> Requirement
Work out how many lines of the entries have the word "scoop" in them. Respond with that number only.

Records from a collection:
§ §

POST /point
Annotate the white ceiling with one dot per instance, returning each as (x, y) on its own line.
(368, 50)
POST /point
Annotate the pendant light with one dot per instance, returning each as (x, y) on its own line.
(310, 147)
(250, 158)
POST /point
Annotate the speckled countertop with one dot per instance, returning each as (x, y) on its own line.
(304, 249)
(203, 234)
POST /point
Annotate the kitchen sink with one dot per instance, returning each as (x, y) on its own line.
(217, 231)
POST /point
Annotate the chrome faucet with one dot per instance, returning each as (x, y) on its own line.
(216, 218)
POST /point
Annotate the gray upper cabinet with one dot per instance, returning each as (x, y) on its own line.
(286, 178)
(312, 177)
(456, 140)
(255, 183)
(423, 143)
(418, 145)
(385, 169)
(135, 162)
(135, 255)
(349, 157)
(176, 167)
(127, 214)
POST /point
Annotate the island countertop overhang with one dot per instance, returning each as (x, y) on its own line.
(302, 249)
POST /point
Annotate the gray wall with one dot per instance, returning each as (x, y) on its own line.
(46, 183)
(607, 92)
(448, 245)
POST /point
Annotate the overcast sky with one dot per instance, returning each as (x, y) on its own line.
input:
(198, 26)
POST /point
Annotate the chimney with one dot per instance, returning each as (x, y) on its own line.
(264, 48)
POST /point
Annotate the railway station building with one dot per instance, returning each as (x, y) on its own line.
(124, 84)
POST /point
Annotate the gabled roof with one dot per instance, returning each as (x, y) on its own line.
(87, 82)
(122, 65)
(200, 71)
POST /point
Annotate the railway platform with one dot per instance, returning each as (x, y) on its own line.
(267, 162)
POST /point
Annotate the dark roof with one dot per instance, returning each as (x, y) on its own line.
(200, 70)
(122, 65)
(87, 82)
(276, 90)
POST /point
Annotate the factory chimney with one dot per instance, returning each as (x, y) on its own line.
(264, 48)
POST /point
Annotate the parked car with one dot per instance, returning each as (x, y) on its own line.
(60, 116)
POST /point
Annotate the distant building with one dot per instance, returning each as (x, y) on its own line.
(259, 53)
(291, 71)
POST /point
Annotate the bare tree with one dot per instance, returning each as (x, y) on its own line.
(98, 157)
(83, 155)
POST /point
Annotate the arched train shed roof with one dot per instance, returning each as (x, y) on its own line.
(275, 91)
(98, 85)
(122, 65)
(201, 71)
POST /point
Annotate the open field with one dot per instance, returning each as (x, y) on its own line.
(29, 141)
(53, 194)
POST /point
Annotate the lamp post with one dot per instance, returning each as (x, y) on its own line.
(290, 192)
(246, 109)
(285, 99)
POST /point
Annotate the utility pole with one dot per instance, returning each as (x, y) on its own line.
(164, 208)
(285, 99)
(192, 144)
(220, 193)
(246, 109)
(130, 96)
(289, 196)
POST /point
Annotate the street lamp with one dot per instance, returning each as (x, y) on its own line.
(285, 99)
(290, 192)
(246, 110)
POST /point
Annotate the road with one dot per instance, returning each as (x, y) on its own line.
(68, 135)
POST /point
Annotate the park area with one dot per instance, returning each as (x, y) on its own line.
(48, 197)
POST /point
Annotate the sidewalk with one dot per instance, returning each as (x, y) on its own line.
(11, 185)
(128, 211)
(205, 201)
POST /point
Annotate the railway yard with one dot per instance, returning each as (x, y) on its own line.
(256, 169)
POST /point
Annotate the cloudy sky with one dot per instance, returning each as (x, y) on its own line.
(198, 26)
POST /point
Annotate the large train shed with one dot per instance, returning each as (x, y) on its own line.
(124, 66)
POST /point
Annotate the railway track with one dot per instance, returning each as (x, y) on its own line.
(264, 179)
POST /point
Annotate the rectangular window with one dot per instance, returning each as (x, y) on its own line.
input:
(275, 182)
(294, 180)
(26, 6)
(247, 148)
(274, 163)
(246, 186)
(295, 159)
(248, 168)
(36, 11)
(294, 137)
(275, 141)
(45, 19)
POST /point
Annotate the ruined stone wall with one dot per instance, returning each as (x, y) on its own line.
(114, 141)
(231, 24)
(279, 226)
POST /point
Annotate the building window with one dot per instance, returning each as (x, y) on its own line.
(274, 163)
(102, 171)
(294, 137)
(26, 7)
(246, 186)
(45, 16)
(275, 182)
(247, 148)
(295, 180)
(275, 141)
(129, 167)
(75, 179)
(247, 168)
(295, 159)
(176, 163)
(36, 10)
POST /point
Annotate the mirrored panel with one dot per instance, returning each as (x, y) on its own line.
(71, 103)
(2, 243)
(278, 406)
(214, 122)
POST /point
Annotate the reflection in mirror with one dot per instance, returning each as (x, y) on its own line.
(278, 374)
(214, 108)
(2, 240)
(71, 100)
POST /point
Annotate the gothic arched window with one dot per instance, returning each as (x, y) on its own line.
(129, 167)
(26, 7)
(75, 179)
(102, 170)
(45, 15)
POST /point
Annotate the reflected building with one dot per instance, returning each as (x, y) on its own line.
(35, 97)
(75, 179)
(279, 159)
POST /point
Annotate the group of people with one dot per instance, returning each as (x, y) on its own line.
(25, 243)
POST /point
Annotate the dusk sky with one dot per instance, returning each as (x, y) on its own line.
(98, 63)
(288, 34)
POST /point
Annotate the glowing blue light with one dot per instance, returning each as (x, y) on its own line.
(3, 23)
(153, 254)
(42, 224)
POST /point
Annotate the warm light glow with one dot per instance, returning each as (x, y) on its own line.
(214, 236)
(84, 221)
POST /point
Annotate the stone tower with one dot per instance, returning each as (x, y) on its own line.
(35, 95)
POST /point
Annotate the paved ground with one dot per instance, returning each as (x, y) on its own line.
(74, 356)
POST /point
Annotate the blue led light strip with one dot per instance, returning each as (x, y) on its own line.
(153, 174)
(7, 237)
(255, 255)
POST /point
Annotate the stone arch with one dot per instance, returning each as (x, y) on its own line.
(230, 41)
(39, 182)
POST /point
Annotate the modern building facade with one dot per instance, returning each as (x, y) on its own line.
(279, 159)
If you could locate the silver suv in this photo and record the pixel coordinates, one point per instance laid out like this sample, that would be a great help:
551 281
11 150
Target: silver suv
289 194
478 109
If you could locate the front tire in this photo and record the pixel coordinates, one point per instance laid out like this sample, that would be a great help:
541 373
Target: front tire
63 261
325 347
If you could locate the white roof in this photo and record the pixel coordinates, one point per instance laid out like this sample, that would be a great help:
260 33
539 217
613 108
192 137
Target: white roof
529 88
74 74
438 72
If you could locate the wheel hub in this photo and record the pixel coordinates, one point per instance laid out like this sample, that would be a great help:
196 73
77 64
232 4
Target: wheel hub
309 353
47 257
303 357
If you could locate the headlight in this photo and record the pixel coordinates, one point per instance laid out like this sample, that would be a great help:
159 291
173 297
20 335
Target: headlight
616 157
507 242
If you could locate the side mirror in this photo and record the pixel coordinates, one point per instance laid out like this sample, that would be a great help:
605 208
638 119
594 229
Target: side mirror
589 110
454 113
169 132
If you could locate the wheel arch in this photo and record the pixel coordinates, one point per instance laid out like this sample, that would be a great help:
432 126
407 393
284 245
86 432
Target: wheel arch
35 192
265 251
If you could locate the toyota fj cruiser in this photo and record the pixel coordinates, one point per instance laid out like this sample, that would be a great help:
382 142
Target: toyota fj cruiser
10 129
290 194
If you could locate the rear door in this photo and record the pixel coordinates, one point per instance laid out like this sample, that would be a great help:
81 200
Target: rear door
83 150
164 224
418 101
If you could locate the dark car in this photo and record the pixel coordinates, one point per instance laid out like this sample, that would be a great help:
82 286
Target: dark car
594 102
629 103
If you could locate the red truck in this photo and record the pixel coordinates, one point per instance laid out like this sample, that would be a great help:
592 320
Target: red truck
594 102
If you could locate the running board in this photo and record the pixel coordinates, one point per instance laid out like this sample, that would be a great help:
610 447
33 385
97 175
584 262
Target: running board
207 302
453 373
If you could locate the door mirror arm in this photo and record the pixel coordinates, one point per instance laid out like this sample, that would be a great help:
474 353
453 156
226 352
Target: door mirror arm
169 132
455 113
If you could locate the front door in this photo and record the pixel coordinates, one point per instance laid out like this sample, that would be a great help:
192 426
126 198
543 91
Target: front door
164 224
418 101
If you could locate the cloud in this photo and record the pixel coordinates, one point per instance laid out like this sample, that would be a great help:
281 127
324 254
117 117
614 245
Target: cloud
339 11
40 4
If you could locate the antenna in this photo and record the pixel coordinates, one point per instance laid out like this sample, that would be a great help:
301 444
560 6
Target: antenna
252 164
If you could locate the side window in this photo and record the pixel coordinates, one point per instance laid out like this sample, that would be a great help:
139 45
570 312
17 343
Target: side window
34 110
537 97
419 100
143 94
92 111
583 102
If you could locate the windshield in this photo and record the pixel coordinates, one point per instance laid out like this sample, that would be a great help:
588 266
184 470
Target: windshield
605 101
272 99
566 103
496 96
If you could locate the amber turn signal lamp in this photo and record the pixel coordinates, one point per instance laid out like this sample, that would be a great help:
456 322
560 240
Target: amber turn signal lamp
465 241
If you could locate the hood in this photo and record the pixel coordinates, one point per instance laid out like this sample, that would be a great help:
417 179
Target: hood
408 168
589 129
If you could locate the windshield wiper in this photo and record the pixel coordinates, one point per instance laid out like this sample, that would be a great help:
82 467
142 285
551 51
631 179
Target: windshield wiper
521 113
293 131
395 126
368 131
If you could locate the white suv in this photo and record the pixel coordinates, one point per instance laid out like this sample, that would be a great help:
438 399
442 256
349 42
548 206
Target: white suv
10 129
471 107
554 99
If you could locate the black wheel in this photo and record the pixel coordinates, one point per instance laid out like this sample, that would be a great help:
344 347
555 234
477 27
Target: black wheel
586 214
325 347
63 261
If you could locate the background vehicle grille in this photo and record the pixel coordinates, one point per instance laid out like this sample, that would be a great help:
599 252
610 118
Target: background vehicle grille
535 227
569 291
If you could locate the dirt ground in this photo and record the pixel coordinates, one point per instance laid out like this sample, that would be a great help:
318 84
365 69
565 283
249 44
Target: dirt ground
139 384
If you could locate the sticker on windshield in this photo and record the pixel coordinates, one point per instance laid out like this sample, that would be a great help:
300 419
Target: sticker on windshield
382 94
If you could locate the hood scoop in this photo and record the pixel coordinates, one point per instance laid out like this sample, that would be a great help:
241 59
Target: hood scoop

§ §

> Expected output
2